#### Stated task
Write out the court opinion excerpt word for word, from "Estes filed a" to "in Tarrant County.".

In an interlocutory appeal of a trial court’s ruling under section 15.003, the appellate court must “determine whether the trial court’s order is proper based on an independent determination from the record and not under either an abuse of discretion or substantial evidence standard.” TEX. CIV. PRAC. & REM. CODE § 15.003(c)(1). Accordingly, our review is de novo. Galindo, 2019 WL 2098689, at *3. In conducting this review, we must consider the entire record, including any evidence presented at the hearing. Id.

2. Pleadings and evidence
Because each plaintiff and intervenor “must, independently of every other plaintiff, establish proper venue,” TEX. CIV. PRAC. & REM. CODE § 15.003(a), we first consider the pleadings and evidence each plaintiff and intervenor filed for the trial court’s consideration at the June 24 and August 14, 2020 hearings. See TEX. R. CIV. P. 87.3(b) (trial court shall determine motion to transfer venue “on the basis of the pleadings, any stipulations … and such affidavits and attachments as may be filed by the parties”).

a. Plaintiff Jackson
*4 Jackson filed suit on January 29, 2020, alleging that Roach’s and Estes’s negligence caused the collision and Womack’s wrongful death. Jackson also alleged that Estes negligently hired, retained, and trained Roach, negligently entrusted its vehicle to Roach, was “liable under the doctrine of Respondeat Superior,” and was grossly negligent.

Estes filed a motion to transfer venue of Jackson’s claims on March 9, 2020, and an amended motion on April 29, 2020. Estes attached the April 29, 2020 affidavit of Janice Beacham, Estes’s Director of Risk Management, and Roach’s April 23, 2020 affidavit stating that on the date of the accident he resided in Tarrant County.

Jackson timely filed a response and a first amended petition on May 22, 2020. In support of her response, Jackson filed excerpts from the deposition of Larry Sanderson, who testified as Estes’s corporate representative. In reply on June 18, 2020, Estes filed the entire transcript of Sanderson’s deposition and a duplicate copy of Roach’s April 23, 2020 affidavit. The trial court heard and ruled on this motion on June 24, 2020.

b. The Harris Intervenors
The Harris Intervenors—Johnson-Harris, Gusman, and Sulton—filed their original petition in intervention on February 13, 2020. They alleged claims for negligence against Roach, and negligent entrustment, respondeat superior, “negligent hiring, supervision, training, and/or retention” of Roach, and gross negligence against Estes.

#### Items
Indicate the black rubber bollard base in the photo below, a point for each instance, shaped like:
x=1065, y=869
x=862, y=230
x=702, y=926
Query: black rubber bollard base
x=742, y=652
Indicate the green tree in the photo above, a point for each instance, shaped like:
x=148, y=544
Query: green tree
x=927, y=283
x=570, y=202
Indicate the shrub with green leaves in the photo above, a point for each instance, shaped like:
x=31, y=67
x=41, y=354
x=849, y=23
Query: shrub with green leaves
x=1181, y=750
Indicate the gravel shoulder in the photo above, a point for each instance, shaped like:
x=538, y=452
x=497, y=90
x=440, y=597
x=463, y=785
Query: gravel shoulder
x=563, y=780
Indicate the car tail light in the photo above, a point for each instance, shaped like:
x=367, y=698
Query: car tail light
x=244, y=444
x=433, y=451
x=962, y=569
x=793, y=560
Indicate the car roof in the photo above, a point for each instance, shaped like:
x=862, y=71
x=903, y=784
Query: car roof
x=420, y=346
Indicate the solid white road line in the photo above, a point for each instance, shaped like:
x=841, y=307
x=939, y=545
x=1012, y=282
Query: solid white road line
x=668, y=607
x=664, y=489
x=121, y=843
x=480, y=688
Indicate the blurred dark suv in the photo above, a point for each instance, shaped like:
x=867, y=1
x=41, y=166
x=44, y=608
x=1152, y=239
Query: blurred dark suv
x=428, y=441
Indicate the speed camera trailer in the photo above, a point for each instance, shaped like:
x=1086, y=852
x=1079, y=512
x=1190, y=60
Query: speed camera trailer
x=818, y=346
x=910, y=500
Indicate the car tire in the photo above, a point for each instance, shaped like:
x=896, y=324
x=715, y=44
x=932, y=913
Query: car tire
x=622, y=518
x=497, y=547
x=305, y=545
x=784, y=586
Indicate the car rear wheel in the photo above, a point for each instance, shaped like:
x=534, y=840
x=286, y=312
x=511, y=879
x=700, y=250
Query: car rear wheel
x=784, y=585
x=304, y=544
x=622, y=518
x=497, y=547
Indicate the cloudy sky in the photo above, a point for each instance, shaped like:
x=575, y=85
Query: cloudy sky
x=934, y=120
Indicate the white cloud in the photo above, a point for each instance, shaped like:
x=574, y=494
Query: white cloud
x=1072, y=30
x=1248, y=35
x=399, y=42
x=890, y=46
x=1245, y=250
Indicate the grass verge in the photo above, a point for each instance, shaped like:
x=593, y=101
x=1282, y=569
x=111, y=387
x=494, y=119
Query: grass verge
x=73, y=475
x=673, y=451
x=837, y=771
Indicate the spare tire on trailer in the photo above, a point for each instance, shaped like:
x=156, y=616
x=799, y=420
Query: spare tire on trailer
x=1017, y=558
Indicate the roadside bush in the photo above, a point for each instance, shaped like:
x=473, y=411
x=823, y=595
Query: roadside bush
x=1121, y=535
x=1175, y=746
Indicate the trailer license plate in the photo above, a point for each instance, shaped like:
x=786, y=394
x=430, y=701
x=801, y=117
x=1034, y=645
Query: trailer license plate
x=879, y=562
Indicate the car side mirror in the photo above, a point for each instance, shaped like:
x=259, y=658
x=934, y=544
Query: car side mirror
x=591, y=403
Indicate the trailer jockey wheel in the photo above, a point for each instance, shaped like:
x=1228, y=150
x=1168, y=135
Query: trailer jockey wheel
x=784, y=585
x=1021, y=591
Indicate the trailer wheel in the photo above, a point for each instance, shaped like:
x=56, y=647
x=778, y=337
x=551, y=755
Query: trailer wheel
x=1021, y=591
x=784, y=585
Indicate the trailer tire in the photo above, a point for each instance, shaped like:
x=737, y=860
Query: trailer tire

#### Reply
Estes filed a motion to transfer venue of Jackson’s claims on March 9, 2020, and an amended motion on April 29, 2020. Estes attached the April 29, 2020 affidavit of Janice Beacham, Estes’s Director of Risk Management, and Roach’s April 23, 2020 affidavit stating that on the date of the accident he resided in Tarrant County.